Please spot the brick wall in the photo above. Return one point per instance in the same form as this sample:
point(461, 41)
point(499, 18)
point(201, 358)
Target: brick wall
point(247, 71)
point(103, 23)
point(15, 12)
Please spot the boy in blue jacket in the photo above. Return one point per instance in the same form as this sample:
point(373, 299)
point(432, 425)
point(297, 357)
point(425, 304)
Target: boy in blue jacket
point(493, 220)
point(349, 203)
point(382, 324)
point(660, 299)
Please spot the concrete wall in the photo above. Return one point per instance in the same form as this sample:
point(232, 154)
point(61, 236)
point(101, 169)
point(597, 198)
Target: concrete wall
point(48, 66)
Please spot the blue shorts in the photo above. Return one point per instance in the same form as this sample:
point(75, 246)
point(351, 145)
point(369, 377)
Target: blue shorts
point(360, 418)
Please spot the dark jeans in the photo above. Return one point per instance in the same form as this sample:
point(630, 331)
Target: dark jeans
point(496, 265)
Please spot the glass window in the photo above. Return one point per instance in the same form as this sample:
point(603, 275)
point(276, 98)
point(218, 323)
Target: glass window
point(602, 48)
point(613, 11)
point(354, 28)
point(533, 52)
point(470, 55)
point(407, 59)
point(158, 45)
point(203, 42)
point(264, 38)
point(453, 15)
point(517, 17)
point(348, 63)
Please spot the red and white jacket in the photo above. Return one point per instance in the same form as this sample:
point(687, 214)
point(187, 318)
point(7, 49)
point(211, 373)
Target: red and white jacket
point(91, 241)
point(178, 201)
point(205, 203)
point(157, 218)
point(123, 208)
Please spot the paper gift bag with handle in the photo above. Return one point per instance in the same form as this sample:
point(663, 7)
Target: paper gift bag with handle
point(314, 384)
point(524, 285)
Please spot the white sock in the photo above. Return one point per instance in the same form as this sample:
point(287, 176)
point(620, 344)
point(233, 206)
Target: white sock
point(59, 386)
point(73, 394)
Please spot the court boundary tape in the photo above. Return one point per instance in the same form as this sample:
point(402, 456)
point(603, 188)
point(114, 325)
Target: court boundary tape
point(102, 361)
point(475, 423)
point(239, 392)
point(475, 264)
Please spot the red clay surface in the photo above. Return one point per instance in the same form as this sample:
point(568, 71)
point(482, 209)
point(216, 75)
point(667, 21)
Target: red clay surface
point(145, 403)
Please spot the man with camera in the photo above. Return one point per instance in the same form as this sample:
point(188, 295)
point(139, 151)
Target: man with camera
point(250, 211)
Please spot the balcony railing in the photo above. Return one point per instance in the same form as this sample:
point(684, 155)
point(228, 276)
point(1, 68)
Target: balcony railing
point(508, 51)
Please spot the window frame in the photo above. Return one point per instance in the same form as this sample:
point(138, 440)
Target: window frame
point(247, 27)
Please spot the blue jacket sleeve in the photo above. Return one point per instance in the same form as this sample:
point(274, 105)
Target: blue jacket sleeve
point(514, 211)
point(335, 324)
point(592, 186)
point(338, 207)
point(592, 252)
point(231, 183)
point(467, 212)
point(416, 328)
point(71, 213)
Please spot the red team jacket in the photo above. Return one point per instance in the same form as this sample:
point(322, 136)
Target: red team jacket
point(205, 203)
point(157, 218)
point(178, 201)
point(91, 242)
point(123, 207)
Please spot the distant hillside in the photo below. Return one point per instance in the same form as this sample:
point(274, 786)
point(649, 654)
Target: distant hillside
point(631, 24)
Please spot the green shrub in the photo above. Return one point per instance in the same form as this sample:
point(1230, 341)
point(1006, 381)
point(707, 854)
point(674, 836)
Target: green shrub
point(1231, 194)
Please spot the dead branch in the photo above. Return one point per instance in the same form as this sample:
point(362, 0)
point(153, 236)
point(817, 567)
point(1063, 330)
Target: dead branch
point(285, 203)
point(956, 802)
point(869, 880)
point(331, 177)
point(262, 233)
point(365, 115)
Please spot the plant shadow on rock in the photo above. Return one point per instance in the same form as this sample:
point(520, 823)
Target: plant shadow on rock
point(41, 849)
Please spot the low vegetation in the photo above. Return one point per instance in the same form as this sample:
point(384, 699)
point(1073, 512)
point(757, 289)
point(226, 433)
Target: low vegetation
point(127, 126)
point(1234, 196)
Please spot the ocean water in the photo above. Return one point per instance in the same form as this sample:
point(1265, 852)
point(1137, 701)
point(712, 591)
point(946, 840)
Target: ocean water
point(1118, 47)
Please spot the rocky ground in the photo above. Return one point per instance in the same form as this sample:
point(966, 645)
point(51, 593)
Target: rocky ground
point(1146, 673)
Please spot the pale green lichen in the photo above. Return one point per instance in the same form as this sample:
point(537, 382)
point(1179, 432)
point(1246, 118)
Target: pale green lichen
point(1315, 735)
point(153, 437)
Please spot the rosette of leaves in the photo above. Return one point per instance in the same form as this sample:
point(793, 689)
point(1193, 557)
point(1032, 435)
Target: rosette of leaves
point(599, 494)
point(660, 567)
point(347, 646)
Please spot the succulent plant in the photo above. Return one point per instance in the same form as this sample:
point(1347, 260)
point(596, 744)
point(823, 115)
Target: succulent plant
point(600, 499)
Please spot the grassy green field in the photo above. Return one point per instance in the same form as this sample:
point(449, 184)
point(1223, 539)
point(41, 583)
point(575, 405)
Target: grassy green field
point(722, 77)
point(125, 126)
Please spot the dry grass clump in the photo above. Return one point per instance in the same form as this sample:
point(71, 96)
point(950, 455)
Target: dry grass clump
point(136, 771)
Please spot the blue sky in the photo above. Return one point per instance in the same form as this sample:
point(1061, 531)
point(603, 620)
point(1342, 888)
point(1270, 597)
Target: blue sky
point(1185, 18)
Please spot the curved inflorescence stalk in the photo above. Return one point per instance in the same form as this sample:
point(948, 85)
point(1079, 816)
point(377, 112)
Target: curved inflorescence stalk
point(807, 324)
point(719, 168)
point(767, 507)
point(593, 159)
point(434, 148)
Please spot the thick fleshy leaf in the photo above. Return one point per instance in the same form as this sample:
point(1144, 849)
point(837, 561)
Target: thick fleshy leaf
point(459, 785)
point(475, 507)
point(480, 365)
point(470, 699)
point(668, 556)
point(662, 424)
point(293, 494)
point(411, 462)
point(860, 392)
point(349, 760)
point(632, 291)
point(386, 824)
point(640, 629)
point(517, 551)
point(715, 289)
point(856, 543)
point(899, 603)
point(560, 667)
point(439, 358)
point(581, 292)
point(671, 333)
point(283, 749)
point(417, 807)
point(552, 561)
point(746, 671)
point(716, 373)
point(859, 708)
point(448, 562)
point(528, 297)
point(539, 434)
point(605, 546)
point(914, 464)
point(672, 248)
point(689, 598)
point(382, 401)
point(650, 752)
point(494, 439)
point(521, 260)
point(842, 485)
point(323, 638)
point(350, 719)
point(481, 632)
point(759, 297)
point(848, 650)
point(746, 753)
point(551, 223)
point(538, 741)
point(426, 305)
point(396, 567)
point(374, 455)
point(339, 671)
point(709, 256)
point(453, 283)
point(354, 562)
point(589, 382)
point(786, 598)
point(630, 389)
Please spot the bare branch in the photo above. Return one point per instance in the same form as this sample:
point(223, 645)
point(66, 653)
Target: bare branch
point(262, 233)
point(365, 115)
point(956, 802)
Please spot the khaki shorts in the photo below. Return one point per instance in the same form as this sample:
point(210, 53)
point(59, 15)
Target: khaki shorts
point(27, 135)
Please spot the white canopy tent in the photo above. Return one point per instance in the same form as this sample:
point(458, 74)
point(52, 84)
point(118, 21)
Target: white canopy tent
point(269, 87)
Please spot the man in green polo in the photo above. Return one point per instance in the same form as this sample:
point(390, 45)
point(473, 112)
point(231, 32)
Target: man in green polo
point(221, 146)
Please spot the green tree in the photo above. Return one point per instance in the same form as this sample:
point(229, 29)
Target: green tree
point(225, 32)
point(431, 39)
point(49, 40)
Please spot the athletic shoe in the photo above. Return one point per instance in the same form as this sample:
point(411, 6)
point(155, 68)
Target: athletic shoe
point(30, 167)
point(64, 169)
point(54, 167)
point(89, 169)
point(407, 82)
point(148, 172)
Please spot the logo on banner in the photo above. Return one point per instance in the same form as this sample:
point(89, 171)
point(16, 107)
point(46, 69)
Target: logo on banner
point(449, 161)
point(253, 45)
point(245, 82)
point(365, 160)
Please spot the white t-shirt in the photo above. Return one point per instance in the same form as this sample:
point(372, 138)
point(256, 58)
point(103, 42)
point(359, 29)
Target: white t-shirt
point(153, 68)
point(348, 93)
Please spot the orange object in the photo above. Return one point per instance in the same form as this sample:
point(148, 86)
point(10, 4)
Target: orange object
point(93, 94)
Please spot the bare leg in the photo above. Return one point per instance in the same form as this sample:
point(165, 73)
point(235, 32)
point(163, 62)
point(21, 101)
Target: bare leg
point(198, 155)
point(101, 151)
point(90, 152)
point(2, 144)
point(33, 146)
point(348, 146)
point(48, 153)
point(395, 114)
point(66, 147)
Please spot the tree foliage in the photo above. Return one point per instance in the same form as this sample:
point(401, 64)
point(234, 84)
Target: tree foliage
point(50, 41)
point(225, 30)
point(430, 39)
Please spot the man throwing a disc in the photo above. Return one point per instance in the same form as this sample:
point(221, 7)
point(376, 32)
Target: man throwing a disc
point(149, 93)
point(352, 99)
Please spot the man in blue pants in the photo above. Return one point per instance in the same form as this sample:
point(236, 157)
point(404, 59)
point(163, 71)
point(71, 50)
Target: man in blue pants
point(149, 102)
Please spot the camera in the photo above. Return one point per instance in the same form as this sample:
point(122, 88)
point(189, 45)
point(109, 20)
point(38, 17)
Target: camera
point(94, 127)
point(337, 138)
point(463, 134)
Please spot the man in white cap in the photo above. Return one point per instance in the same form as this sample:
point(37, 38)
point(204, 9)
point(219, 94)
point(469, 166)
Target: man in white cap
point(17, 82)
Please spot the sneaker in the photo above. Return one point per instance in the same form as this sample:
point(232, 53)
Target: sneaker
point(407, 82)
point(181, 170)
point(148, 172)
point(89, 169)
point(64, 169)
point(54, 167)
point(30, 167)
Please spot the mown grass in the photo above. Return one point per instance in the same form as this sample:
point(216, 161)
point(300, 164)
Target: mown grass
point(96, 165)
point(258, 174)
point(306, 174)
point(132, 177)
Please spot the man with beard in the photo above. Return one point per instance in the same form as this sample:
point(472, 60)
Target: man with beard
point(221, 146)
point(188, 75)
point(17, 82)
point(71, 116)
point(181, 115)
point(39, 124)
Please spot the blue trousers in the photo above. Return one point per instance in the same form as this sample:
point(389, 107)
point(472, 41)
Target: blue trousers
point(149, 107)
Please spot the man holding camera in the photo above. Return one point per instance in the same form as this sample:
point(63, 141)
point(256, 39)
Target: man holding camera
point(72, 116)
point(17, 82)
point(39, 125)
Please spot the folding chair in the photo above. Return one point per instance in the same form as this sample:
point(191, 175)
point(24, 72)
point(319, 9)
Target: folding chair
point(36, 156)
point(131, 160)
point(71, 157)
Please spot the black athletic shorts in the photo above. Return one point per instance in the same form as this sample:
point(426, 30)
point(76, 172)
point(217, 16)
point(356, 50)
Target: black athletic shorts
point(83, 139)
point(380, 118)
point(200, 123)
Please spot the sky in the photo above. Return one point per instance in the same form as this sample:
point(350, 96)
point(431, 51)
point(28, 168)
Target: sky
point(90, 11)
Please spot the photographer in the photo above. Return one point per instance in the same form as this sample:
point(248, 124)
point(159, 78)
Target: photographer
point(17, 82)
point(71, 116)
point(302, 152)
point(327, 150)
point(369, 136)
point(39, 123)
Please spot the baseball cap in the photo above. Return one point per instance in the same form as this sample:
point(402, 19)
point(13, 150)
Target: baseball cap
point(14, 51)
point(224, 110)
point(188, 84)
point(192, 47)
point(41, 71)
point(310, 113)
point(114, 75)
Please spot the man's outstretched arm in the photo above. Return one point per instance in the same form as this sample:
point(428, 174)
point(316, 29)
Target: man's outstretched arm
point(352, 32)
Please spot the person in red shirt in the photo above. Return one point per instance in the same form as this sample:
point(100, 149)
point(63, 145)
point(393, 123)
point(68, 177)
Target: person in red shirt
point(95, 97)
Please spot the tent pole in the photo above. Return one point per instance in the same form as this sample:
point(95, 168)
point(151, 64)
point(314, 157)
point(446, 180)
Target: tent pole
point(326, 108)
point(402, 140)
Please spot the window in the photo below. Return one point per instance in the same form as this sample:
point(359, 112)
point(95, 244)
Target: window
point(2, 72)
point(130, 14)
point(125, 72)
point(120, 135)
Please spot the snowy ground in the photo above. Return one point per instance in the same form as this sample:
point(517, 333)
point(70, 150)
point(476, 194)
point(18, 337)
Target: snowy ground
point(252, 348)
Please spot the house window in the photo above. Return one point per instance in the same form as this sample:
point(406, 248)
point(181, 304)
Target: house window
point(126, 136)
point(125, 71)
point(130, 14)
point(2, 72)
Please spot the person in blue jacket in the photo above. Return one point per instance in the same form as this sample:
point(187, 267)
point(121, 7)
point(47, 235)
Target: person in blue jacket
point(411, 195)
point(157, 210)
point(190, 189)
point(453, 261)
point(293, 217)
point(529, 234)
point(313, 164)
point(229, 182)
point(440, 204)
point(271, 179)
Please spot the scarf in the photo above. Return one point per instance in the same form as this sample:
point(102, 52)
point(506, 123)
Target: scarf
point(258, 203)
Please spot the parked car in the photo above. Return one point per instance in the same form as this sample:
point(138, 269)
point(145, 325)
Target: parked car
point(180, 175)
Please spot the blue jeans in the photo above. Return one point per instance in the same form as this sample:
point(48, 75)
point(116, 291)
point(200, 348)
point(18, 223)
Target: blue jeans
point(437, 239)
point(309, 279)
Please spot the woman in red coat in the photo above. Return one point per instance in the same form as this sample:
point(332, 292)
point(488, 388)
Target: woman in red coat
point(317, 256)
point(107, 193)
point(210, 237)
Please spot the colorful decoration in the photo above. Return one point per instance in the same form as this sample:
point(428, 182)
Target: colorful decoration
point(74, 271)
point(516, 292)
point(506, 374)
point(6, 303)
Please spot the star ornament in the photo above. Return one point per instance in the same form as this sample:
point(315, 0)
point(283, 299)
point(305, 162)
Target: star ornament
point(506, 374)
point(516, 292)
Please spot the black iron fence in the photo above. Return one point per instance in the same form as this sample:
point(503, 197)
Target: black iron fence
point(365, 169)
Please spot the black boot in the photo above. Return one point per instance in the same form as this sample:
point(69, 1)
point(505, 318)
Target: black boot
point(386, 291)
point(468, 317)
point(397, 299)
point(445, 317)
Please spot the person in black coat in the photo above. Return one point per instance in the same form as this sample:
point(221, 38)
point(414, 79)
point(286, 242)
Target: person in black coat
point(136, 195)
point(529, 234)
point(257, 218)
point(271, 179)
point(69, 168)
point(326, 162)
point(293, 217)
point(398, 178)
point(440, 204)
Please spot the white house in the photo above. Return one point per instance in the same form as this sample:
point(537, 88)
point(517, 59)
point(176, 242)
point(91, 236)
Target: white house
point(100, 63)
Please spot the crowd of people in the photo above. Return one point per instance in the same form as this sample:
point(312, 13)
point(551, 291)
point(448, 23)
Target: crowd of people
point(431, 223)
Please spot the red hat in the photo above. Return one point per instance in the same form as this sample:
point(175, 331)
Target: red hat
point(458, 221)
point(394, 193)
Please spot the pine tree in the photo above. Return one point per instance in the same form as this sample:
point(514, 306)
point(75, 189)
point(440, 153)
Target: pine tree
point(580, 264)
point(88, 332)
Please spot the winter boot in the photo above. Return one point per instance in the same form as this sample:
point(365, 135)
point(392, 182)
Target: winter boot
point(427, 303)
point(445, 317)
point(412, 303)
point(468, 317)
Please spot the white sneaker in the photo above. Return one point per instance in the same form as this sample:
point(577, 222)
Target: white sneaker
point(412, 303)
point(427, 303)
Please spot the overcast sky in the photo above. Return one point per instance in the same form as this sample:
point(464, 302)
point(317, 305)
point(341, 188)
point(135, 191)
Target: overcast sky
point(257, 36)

......

## Written task
Copy the data word for word, from its first line through the line that contains "point(15, 12)", including both of those lines.

## Problem solution
Please spot the brick wall in the photo above. Return one point per instance in the same form as this sample:
point(461, 41)
point(499, 18)
point(201, 358)
Target: brick wall
point(247, 71)
point(103, 23)
point(15, 12)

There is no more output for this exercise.